== ACTIVITY ==
Continue the opinion piece on rare diseases and drug pricing from the point where it stops.

== EXCERPTED TEXT ==
□ □ □
Kansas, Missouri families with rare diseases can’t afford slower progress | Opinion
My family’s life changed the moment we learned our child was diagnosed with an SLC6A1-related disorder, a rare neurological condition that can cause seizures, developmental delays, cognitive impairment and lifelong challenges for affected children and their families.
Most people have never heard of SLC6A1-related disorders, and today, there are still no approved cures. For us and the thousands of others impacted by rare diseases across Missouri and Kansas, the national conversation around the Most Favored Nation prescription drug pricing model — which would tie U.S. pharmaceutical prices to lower amounts charged in other developed countries — is not just a policy debate. It is personal, urgent and directly tied to whether children with rare diseases will continue to have hope for future treatments.
For rare disease patients, medical innovation is the only path toward new therapies and a healthier future. Drug pricing policies should be judged not only by their immediate economic effects, but also by how they will impact the scientific progress needed to bring the next generation of treatments to patients with few or no existing options.
The stakes of this debate could not be higher. More than 10,000 rare diseases exist, yet 95% of them still lack a U.S. Food and Drug Administration-approved treatment. Developing therapies for rare diseases requires years of research, significant financial investment and a willingness to pursue treatments for small patient populations.
That is why rare disease families are deeply concerned about policies that could weaken investment in medical innovation. Evidence shows that in nations with these types of price-setting systems, patients wait months, sometimes years, longer than Americans to receive the latest life-changing therapies. For patients like my child, that could mean fewer clinical trials and fewer opportunities for future treatments.
□ □ □
== SOURCE MATERIAL ==
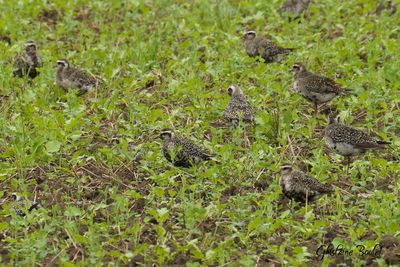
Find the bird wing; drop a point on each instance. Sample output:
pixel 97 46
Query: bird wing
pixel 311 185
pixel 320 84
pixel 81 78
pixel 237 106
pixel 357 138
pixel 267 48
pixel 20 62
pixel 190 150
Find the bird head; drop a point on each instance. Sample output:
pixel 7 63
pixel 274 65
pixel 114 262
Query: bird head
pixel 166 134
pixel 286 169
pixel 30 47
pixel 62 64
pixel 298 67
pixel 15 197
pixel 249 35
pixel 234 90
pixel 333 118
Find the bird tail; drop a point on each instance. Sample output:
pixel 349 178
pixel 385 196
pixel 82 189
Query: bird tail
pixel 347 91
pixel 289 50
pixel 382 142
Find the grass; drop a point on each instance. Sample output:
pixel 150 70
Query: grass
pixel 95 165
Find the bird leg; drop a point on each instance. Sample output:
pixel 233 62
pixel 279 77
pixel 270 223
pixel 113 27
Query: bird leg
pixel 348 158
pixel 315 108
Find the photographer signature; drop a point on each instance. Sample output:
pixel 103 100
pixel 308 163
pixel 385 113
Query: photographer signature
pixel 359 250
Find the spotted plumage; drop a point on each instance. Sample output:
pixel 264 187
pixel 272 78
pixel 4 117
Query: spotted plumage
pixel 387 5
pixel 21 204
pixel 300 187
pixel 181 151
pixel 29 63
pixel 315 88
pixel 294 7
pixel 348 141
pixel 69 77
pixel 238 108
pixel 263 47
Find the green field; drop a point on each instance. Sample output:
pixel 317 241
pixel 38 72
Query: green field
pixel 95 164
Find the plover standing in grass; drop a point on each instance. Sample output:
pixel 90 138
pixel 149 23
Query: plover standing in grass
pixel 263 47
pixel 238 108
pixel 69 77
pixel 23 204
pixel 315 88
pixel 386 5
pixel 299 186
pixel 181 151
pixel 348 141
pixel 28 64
□ □ □
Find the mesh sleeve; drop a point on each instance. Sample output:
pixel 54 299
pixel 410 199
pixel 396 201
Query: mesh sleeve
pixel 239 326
□ □ □
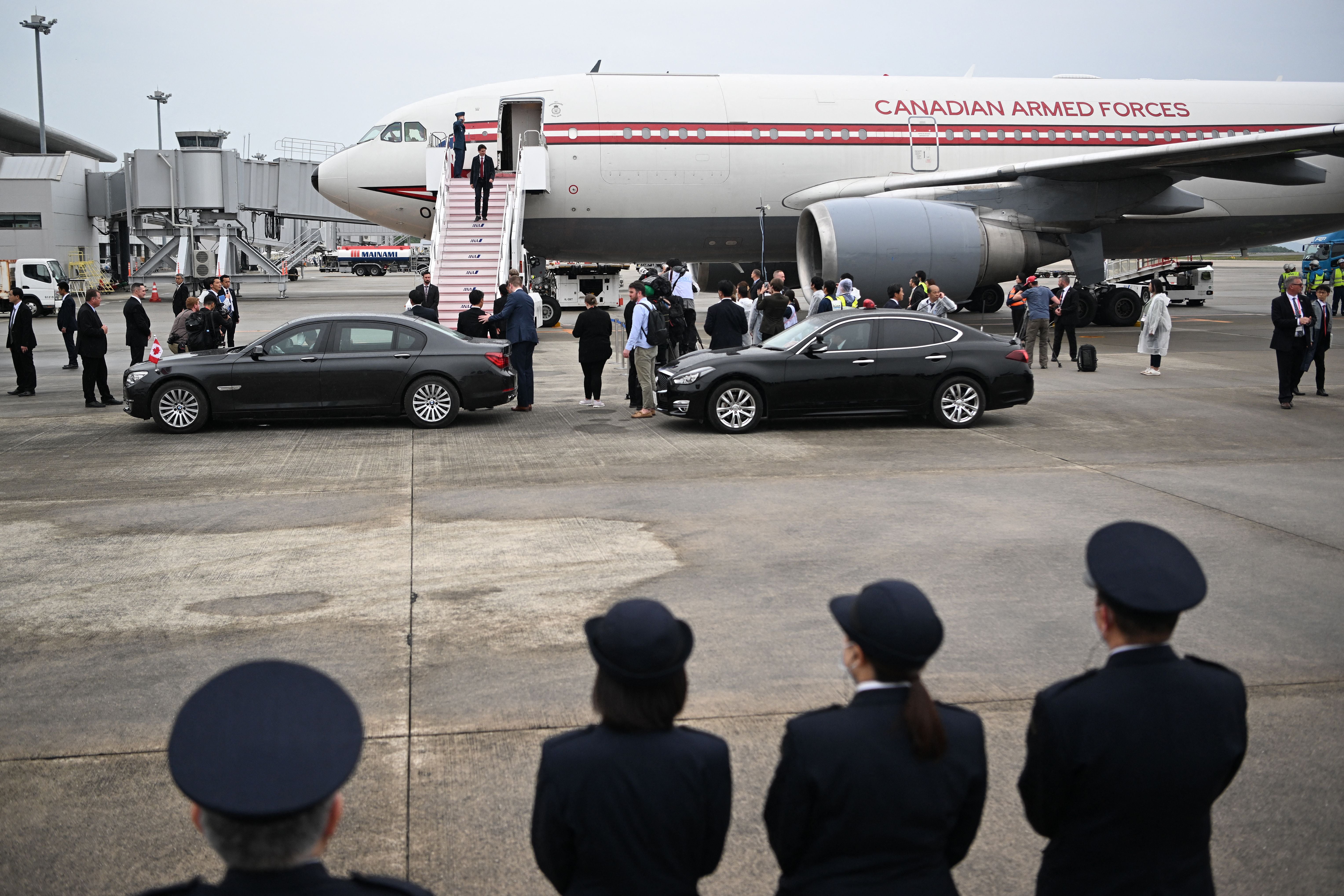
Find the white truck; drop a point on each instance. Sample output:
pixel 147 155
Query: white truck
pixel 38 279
□ □ □
== RESPONSE FOR THIS EXERCISE ==
Families across Missouri, Kansas and the rest of the Midwest are grappling with the challenges of navigating a rare disease, and oftentimes, patients must travel across state lines to reach specialists or participate in clinical trials. Parents miss work to attend appointments and spend years searching for answers while trying to maintain some sense of normalcy for their children.
We cannot afford policies that further slow the pace of lifesaving innovation. For those of us navigating SLC6A1-related disorders, progress depends on continued scientific research and the willingness of researchers and companies to keep pursuing cures. Drug pricing policies like Most Favored Nation status would threaten that progress.
As lawmakers such as Missouri Rep. Jason Smith and Kansas Sen. Roger Marshall help shape the future of health care policy, I hope they will remember the patients behind these debates and reject policies that undermine medical innovation and jeopardize the lives of patients who depend on future breakthroughs.
Kimberly Fry is the mother of a child with a rare disease and the vice president of SLC6A1 Connect, a 501(c)(3) nonprofit dedicated to improving the lives of children and families affected by SLC6A1-related disorders. She lives in Kansas City.